Visa problems for scientists visiting the USA
On 9 February 2006, ICSU President Goverdhan Mehta, FRS, was initially refused a visa to the USA. The Washington Post reports that State Department officials maintain that a letter saying "you have been refused a visa" was not a rejection. The incident has received much publicity. The ACS's Chemical and Engineering News report that his expertise in chemistry meant he was considered a security threat.

CODATA Workshop on Strategies for Permanent Access to Scientific Information
The CODATA Workshop on Strategies for Permanent Access to Scientific Information in Southern Africa: Focus on Health and Environmental Information for Sustainable Development, has made its final report available.

Nature has changed from one journal into a family of thirty journals, at correspondingly increased cost to libraries.

Science on retracted papers
Science has articles on retracted papers. What happens after papers are retracted? They may continue to be cited. Publishers do not have a consistent policy on marking retracted on-line version. A paper has recently been retracted from the Journal of the American Chemical Society, and it is clearly marked as such in the on-line table of contents.

Exploratory Centres for Cheminformatics Research
The NIH called for proposals for cheminformatics reseach, and six centres have started cheminformatics centres as a result:

Newton the chemist
As well as being a mathematician, physicist and Member of Parliament, Isaac Newton studied chemistry.

Pirelli Internetional Award
In May 2006, registration will open for the Eleventh Pirelli INTERNETional Award, an international multimedia competition for the communication of science and diffusion of scientific and technological culture entirely carried out on the Internet.

ACS president's views on open access
Ann Nalley, the ACS president, has written to members with her views on open access publishing. She asks "Is this change for its own sake?" This leads on from her predecessor's letters on similar issues (see Chem. Inf. Lett. 2005, 11m #4, 48).

Ugly web sites can work well
The most beautiful websites are not necessarily the most successful. This article suggests that content is more important than presentation, and also may convey a sense of trust.

Wiley and e-Journal Archiving
How long will on-line access continue? What happens when journals, or even publishers, cease to operate? Can long-term access to information be guarantied? Wiley has addressed this issue by joining the Portico archive an electronic-archiving initiative launched by JSTOR. Should participants cease to make its e-journal content available, there is a mechanism for Portico to keep providing content to subscribers. The CLOCKSS project, derived from the Stanford University library's LOCKSS (Lots of Copies Keep Stuff Safe), may also be used to ensure continuing availability of journals.

- [YOUR INSTRUCTIONS]: From the science news roundup, extract the stretch from "ACS president's views" through "sense of trust." word for word.

- [DATASET EXCERPTS]:
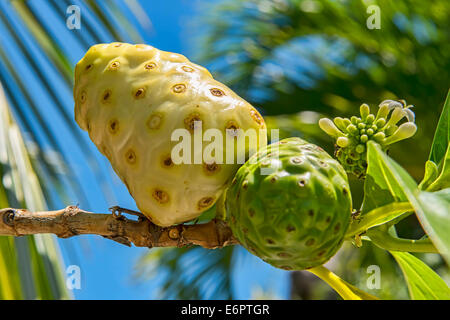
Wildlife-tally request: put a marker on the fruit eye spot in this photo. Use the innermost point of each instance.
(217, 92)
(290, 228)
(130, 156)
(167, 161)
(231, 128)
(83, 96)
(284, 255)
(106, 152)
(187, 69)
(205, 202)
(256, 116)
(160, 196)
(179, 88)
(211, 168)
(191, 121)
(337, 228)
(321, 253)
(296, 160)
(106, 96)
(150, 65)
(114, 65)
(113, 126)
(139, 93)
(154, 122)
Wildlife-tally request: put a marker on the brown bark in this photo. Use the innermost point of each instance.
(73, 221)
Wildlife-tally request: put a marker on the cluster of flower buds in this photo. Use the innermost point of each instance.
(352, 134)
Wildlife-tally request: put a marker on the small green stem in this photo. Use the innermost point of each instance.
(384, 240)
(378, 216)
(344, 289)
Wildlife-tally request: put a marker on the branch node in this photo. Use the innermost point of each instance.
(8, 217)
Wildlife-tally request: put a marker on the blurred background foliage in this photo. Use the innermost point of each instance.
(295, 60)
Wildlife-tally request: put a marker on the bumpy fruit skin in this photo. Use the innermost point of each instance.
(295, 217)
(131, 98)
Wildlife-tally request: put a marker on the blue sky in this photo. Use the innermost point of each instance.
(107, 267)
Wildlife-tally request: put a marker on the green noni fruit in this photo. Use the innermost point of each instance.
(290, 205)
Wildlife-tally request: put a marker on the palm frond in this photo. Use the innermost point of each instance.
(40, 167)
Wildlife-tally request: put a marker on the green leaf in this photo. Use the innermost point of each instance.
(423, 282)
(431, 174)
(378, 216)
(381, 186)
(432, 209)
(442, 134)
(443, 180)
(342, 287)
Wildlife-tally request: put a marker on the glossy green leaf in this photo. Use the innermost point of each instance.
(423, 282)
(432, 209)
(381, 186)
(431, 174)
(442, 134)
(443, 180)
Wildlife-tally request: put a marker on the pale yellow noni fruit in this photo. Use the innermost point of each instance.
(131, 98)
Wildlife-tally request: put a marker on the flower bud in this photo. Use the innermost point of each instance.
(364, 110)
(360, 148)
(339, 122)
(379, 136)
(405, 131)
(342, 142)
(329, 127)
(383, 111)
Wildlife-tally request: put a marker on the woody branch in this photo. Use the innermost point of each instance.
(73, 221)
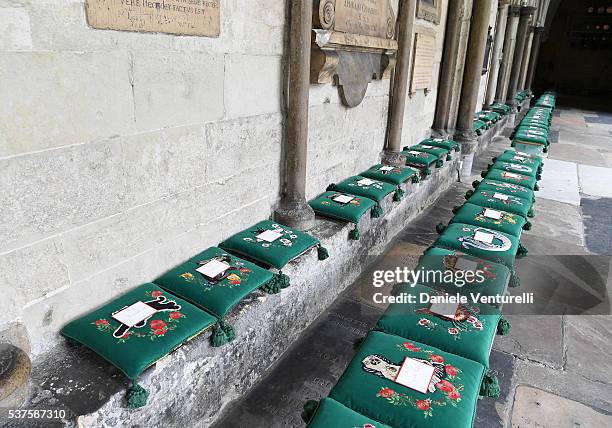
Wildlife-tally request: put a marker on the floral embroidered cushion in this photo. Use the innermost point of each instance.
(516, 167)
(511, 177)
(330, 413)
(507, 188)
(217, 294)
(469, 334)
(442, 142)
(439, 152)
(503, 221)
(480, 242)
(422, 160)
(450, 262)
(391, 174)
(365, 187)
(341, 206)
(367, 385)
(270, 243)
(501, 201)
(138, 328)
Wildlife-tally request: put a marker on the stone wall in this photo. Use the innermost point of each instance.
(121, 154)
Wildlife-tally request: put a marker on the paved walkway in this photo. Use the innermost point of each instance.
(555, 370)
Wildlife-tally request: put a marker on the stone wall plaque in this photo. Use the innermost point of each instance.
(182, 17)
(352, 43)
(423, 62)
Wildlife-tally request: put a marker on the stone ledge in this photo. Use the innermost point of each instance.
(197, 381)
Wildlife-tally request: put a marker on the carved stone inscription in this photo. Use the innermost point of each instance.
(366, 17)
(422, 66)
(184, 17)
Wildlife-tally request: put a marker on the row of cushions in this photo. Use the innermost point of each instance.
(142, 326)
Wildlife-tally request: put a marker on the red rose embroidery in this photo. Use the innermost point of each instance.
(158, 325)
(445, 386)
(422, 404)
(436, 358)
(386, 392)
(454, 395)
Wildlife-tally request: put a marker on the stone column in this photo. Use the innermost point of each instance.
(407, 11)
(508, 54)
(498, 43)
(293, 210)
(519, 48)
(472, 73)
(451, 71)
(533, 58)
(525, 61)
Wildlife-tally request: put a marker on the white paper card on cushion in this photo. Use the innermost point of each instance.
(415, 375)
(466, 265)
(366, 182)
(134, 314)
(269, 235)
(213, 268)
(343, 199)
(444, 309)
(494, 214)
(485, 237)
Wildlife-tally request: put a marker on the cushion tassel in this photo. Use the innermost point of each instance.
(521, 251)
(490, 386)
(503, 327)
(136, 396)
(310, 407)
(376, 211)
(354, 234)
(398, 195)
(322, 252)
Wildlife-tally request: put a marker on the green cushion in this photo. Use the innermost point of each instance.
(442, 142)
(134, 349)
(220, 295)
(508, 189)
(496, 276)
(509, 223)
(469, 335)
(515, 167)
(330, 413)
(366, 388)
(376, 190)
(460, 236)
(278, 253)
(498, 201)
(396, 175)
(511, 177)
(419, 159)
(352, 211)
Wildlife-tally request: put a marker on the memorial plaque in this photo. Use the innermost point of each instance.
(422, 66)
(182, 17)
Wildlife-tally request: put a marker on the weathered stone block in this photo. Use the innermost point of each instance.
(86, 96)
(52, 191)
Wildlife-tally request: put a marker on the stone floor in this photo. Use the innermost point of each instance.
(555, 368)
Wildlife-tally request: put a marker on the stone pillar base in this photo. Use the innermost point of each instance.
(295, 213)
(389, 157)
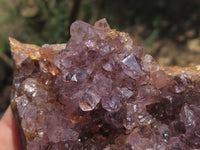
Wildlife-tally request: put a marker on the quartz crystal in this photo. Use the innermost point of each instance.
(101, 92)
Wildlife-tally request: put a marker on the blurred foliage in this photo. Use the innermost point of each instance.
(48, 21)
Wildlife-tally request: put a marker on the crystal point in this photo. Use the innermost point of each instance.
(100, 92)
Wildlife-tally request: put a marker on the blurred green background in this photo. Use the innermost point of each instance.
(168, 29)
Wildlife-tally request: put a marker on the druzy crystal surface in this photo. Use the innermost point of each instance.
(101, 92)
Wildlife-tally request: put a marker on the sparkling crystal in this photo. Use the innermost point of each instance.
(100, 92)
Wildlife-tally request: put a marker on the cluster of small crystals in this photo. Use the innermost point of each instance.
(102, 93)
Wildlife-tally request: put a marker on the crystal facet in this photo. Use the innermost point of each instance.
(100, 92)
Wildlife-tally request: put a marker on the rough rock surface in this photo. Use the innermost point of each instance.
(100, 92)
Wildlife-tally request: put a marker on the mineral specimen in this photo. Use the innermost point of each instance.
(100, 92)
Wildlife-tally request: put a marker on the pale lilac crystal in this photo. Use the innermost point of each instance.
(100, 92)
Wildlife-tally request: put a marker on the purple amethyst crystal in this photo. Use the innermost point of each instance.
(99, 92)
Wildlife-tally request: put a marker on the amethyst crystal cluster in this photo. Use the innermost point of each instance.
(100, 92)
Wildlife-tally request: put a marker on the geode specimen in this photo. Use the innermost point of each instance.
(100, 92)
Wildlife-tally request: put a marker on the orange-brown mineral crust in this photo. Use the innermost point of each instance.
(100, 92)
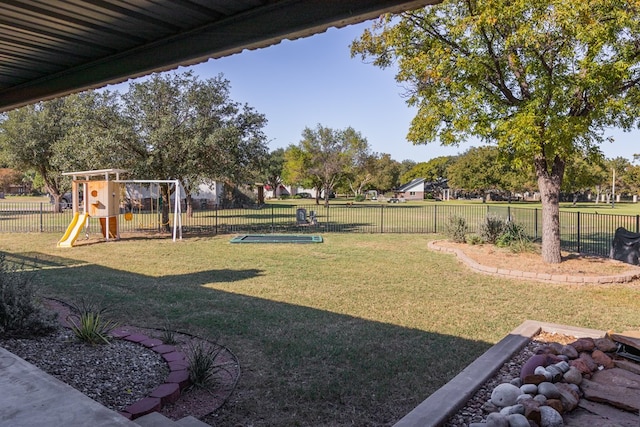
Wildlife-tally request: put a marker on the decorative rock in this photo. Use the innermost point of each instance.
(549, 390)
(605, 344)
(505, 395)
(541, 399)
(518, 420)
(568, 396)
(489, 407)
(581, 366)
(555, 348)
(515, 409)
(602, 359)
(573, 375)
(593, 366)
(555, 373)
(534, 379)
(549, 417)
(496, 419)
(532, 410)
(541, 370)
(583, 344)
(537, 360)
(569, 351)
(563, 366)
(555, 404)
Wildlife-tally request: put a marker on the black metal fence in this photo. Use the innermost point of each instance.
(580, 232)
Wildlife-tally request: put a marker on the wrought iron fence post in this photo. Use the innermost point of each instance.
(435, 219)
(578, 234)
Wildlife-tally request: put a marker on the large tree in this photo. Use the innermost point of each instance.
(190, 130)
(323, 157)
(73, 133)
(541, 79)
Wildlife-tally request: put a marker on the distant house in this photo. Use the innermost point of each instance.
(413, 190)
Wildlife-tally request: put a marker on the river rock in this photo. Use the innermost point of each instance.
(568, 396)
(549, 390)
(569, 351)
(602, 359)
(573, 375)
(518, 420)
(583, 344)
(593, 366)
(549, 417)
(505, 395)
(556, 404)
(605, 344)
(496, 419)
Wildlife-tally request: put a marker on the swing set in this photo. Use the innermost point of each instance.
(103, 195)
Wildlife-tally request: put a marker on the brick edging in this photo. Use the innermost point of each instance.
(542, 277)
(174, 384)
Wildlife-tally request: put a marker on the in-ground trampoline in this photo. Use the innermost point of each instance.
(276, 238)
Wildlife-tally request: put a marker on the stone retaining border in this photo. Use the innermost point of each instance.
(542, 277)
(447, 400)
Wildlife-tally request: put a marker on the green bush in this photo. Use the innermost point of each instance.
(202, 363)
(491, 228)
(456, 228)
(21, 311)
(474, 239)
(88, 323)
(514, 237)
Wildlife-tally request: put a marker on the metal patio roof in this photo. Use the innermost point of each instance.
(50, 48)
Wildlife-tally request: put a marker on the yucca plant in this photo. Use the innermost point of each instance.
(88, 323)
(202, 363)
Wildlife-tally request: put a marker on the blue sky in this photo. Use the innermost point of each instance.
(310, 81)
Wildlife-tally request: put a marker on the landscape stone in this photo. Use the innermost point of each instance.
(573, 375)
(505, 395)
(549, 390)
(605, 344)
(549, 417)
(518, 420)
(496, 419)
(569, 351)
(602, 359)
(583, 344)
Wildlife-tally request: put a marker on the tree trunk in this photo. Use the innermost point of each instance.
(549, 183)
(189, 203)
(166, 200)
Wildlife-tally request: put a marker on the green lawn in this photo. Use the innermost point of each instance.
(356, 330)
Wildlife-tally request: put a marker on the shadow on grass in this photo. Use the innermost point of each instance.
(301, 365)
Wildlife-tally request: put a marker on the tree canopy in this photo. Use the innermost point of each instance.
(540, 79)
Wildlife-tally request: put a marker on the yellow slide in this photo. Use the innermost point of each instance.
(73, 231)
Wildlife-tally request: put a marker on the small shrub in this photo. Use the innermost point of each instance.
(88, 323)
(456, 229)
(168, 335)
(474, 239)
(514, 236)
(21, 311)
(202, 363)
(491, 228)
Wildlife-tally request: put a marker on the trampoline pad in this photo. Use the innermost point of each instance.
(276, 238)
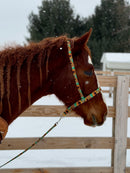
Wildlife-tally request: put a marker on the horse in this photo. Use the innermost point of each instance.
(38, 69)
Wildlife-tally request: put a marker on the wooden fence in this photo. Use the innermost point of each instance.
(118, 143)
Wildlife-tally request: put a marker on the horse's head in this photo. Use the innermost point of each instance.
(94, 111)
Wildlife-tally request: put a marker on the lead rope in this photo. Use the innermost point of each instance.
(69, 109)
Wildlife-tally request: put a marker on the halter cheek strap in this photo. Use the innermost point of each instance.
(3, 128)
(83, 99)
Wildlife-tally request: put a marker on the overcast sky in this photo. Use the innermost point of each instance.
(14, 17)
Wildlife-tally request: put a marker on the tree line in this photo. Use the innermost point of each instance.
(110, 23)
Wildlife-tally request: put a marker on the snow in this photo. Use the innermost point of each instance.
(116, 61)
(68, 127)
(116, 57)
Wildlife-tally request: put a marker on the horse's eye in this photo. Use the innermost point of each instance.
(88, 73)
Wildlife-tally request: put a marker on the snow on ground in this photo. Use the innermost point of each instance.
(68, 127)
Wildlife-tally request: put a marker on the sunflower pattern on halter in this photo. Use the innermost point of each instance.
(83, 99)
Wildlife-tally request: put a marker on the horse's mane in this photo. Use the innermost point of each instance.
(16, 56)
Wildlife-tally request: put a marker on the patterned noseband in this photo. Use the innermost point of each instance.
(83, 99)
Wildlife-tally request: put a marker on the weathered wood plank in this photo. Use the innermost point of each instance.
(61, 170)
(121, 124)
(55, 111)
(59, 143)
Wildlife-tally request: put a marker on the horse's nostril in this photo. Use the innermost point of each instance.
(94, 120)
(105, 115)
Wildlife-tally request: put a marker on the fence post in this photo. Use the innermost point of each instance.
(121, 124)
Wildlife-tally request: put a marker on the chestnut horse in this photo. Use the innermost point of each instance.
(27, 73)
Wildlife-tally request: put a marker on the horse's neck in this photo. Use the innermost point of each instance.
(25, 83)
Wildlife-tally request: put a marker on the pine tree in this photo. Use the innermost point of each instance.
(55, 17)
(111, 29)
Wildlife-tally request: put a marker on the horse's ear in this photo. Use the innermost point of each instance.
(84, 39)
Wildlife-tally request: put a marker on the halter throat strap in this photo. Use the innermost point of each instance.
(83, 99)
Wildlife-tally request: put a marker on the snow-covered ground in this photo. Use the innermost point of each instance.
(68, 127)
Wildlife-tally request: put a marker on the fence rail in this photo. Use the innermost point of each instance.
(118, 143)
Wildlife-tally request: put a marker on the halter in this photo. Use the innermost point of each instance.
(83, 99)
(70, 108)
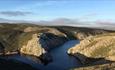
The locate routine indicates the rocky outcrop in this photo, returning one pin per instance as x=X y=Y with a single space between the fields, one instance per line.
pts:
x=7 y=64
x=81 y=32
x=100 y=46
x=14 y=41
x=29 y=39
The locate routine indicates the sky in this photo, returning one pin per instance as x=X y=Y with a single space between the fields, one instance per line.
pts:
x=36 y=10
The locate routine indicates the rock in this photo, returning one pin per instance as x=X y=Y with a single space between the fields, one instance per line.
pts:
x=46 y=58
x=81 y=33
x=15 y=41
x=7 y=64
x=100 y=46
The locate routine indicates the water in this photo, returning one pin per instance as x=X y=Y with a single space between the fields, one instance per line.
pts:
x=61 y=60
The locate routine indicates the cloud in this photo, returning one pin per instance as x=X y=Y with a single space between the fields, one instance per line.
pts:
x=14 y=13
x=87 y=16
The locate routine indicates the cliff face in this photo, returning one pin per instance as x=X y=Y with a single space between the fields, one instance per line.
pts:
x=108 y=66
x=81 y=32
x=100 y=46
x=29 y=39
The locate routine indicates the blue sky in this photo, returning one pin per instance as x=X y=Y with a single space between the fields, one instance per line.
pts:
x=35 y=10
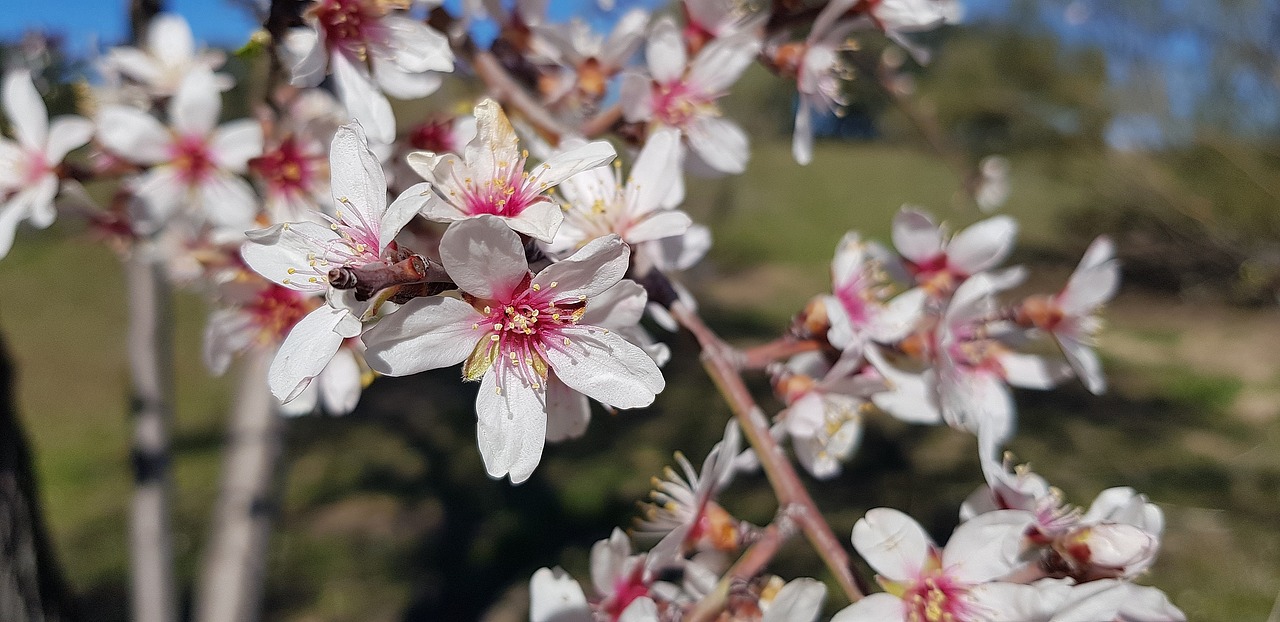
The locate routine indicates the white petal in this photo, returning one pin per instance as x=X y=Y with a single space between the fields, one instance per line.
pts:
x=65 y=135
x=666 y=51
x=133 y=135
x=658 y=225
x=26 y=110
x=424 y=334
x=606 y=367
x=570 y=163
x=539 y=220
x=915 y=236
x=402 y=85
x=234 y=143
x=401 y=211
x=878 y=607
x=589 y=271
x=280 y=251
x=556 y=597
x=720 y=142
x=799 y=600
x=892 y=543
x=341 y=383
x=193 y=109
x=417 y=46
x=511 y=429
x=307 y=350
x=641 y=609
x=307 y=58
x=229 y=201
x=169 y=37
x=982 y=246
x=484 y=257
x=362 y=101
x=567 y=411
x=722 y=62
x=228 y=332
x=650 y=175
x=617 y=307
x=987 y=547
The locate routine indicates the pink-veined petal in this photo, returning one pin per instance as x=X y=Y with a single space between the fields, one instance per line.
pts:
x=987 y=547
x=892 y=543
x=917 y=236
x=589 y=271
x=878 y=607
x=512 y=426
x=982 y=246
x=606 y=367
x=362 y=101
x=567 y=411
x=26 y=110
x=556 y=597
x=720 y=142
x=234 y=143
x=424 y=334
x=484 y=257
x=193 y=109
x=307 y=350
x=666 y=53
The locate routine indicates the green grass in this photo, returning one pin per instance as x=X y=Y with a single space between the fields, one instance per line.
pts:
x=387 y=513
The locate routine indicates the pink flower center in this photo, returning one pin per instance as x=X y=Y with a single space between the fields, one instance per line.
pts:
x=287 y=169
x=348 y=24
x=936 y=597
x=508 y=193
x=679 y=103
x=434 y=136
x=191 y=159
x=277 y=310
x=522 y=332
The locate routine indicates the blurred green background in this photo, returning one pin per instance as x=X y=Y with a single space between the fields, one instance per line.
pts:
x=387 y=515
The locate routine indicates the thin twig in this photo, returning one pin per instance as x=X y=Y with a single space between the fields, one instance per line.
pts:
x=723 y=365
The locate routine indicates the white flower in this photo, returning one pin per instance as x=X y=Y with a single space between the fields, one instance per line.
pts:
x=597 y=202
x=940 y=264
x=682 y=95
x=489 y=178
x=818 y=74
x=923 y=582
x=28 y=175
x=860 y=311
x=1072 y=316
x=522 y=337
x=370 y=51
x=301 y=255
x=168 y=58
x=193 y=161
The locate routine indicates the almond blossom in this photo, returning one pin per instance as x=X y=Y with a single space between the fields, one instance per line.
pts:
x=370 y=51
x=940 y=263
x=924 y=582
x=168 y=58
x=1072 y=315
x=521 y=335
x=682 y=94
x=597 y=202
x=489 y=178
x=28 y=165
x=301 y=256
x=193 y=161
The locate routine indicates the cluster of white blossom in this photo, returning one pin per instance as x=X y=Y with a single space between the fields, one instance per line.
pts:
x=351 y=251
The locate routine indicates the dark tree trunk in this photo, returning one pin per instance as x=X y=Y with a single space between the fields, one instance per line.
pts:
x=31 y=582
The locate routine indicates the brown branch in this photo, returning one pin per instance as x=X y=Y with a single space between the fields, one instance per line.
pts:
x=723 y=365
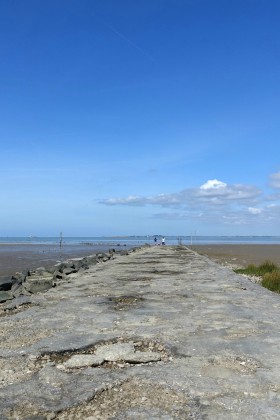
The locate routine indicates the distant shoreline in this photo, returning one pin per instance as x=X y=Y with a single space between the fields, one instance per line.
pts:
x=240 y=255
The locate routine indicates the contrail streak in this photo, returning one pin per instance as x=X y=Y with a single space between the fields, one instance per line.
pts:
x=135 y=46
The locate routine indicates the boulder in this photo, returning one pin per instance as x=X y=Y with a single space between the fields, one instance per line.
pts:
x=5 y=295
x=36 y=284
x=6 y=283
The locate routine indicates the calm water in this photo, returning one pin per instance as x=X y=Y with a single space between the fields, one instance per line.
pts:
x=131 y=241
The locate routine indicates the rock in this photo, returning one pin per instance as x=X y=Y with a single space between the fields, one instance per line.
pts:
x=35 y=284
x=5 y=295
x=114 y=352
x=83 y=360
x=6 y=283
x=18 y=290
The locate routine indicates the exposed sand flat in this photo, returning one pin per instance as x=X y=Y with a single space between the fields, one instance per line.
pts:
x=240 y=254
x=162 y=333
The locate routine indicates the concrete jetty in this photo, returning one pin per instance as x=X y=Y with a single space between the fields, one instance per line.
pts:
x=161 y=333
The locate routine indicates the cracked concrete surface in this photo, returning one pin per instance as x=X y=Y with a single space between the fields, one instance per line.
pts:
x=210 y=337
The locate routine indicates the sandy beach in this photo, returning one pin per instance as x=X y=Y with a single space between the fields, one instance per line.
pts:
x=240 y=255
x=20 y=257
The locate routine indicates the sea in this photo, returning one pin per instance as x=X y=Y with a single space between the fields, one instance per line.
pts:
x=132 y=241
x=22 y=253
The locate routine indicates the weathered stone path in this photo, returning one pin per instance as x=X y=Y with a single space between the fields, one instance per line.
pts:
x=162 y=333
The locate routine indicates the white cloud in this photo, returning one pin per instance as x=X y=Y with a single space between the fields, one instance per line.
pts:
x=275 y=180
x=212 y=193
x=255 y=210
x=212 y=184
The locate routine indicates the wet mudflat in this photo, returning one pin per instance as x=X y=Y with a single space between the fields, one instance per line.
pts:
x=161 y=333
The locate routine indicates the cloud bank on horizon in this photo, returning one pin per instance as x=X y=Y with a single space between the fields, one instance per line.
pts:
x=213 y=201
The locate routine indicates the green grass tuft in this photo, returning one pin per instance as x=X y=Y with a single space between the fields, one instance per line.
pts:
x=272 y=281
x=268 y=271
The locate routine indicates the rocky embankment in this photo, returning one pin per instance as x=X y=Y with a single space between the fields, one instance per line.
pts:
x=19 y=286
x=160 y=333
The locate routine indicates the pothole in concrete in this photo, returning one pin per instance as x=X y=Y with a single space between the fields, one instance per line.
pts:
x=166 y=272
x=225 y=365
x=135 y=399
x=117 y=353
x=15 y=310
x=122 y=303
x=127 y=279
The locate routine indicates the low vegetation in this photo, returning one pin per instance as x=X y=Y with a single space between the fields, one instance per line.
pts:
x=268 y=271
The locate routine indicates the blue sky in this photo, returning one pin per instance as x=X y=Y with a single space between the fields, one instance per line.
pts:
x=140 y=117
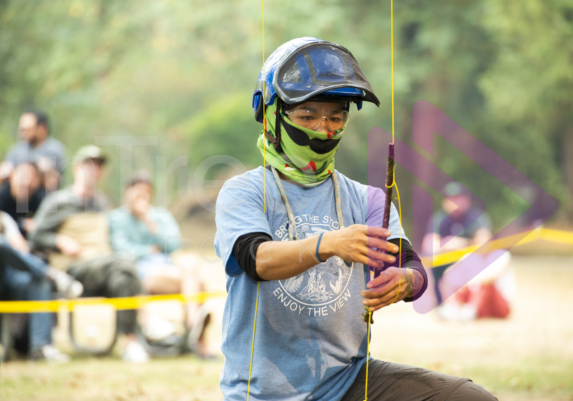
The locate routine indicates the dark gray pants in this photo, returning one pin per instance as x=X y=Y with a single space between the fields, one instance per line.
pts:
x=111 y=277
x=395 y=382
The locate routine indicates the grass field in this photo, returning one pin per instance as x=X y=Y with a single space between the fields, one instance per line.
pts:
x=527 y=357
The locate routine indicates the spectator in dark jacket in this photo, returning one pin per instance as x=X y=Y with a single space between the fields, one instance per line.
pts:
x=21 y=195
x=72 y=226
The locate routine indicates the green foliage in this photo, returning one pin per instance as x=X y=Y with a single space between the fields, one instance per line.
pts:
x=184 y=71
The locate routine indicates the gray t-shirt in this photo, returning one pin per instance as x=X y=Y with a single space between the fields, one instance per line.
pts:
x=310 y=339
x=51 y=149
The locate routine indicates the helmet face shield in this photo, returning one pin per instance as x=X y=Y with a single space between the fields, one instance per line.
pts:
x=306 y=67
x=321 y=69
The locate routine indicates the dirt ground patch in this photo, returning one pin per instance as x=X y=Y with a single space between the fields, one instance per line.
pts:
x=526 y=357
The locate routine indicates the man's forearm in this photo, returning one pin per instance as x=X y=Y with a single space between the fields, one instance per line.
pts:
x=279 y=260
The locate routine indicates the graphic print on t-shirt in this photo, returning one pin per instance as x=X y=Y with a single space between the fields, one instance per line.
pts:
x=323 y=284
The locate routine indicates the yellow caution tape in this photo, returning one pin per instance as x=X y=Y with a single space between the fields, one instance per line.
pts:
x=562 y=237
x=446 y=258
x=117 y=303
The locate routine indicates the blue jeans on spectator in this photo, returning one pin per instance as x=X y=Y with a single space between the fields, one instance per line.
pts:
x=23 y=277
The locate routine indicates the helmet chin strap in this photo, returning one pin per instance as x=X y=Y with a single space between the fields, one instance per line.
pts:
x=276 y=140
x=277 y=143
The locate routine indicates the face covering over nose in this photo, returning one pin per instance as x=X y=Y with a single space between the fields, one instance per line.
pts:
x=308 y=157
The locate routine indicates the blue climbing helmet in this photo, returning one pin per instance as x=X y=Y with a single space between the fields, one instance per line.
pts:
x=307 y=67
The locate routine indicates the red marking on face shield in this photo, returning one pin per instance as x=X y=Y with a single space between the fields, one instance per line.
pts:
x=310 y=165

- [RESPONSE FOR THIS EXERCISE]:
ACS president's views on open access
Ann Nalley, the ACS president, has written to members with her views on open access publishing. She asks "Is this change for its own sake?" This leads on from her predecessor's letters on similar issues (see Chem. Inf. Lett. 2005, 11m #4, 48).

Ugly web sites can work well
The most beautiful websites are not necessarily the most successful. This article suggests that content is more important than presentation, and also may convey a sense of trust.